## WRITTEN REQUEST
Write out the material below word for word, from its first line through the line that contains "[[203, 137]]", and stop after that line.

********

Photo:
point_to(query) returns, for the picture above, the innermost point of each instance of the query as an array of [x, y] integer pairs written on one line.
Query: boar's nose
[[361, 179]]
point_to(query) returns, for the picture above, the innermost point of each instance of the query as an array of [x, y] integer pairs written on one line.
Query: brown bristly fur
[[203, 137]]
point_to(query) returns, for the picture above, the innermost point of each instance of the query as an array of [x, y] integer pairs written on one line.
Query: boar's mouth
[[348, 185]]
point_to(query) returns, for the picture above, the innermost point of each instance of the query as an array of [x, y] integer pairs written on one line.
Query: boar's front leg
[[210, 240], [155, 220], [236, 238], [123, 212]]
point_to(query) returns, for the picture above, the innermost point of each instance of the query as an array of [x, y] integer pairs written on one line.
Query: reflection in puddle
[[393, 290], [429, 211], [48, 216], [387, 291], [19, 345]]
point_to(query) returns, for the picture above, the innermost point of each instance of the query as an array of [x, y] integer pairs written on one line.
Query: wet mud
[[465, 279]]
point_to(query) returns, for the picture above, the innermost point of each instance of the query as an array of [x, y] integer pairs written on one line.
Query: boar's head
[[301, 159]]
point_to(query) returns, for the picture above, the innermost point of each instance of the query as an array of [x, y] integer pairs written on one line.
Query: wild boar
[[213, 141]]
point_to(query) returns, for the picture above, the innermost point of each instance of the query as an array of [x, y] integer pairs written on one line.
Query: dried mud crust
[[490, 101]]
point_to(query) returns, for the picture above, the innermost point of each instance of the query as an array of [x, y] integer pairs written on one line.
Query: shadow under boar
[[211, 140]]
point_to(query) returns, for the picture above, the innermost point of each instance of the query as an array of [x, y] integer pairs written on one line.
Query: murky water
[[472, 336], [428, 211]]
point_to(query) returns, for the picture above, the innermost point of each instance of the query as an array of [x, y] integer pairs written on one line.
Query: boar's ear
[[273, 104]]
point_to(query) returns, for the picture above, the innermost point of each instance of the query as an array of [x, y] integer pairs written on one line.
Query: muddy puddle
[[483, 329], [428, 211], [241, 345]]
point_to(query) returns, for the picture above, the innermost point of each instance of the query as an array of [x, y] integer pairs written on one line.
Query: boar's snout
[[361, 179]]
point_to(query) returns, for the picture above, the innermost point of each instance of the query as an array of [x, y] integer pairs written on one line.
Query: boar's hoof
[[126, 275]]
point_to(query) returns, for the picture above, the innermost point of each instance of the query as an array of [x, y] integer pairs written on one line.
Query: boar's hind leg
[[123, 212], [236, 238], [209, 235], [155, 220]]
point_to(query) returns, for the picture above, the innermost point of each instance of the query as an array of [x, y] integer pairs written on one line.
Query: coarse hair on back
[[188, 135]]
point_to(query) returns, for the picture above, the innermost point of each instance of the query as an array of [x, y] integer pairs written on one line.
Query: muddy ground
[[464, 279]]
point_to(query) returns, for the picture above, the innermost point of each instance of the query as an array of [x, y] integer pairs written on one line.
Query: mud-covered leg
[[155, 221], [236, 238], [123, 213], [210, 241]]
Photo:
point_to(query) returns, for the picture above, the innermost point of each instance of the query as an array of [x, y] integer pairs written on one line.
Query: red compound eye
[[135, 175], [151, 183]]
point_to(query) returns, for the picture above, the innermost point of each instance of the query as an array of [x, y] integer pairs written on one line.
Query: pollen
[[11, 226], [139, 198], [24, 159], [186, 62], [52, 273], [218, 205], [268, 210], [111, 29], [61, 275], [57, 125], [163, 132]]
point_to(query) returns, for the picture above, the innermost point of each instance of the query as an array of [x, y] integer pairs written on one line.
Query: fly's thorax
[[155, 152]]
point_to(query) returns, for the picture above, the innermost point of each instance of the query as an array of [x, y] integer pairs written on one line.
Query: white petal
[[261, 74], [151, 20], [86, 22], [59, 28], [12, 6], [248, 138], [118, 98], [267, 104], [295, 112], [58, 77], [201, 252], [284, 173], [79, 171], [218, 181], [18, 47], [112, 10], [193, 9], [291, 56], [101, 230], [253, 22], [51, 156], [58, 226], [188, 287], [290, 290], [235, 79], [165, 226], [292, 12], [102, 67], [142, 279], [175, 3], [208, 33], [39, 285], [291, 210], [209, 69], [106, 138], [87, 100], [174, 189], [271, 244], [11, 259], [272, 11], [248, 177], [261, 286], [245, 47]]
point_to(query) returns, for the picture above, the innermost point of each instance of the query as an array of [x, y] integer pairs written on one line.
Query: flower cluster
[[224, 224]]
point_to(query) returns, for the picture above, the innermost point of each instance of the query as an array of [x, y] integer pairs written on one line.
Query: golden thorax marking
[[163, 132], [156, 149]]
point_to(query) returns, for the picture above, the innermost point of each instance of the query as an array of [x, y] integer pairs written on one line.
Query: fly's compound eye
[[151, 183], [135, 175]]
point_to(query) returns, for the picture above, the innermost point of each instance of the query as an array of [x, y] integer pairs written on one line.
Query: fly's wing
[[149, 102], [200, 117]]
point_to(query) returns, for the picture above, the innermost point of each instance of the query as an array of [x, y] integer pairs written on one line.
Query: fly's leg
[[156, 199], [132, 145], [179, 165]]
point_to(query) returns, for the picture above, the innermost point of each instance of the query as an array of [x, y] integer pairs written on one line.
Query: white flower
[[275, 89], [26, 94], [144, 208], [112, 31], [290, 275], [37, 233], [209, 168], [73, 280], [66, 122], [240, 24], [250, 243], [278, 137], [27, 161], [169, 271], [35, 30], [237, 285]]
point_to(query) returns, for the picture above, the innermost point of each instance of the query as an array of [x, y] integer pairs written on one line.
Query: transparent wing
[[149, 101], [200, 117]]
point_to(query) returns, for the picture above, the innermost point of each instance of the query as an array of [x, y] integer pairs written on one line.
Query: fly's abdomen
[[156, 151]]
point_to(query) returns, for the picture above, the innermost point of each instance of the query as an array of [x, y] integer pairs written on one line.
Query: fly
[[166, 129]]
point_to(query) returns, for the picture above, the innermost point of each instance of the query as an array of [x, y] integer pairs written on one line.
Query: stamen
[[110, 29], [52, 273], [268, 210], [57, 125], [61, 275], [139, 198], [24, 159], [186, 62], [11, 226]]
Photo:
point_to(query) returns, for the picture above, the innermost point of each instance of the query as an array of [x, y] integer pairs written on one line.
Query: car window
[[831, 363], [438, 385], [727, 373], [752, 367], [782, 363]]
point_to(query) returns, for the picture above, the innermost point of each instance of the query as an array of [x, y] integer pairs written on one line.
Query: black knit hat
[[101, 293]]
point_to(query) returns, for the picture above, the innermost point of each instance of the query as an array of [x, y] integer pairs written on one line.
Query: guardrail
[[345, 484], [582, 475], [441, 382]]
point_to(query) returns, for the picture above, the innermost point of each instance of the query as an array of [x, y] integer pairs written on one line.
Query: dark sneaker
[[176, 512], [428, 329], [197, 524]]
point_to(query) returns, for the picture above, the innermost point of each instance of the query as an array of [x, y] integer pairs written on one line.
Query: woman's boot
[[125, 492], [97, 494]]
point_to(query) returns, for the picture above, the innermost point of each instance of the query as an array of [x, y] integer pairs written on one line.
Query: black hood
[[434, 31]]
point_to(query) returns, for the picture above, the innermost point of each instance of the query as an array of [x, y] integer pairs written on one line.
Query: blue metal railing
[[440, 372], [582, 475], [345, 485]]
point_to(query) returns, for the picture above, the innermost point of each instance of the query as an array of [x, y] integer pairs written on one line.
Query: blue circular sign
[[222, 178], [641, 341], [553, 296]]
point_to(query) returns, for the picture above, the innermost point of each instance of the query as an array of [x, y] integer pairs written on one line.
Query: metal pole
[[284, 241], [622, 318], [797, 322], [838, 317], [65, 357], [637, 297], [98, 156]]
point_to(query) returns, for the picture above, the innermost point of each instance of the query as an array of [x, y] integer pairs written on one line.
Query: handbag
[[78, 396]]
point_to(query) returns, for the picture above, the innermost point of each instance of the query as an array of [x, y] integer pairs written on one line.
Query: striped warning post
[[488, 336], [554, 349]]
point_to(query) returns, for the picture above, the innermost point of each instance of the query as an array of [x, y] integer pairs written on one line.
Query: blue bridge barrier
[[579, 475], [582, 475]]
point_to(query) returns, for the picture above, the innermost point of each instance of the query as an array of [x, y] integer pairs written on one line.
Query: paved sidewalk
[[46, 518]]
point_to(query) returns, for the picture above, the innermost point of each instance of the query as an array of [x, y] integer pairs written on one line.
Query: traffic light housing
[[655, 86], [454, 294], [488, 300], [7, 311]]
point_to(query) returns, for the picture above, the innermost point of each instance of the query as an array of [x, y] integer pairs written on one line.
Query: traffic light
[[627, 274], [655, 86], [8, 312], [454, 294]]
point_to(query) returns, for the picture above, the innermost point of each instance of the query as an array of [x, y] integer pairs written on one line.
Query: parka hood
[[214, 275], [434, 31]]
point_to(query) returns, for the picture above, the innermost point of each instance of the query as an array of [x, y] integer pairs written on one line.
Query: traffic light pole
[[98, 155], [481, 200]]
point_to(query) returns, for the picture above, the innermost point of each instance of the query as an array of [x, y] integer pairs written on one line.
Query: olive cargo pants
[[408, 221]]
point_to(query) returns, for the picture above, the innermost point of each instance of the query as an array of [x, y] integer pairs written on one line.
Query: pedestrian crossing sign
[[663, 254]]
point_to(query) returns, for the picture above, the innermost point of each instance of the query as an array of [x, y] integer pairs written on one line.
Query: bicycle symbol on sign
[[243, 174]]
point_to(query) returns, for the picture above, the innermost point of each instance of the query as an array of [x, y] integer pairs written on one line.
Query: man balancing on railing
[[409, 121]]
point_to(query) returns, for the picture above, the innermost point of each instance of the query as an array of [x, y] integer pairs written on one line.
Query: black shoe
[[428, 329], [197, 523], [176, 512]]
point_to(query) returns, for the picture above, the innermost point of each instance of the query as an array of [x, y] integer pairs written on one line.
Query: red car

********

## RESULT OF THIS TASK
Photo:
point_to(query) returns, for the picture above, the innermost point of each instance of the query as an array of [x, y] integer pairs written on one line.
Query: boar's nose
[[361, 179]]
point_to(query) returns, for the picture above, the innermost point of each instance of the query as an array of [x, y] integer pairs written on one line.
Query: brown bristly fur
[[203, 137]]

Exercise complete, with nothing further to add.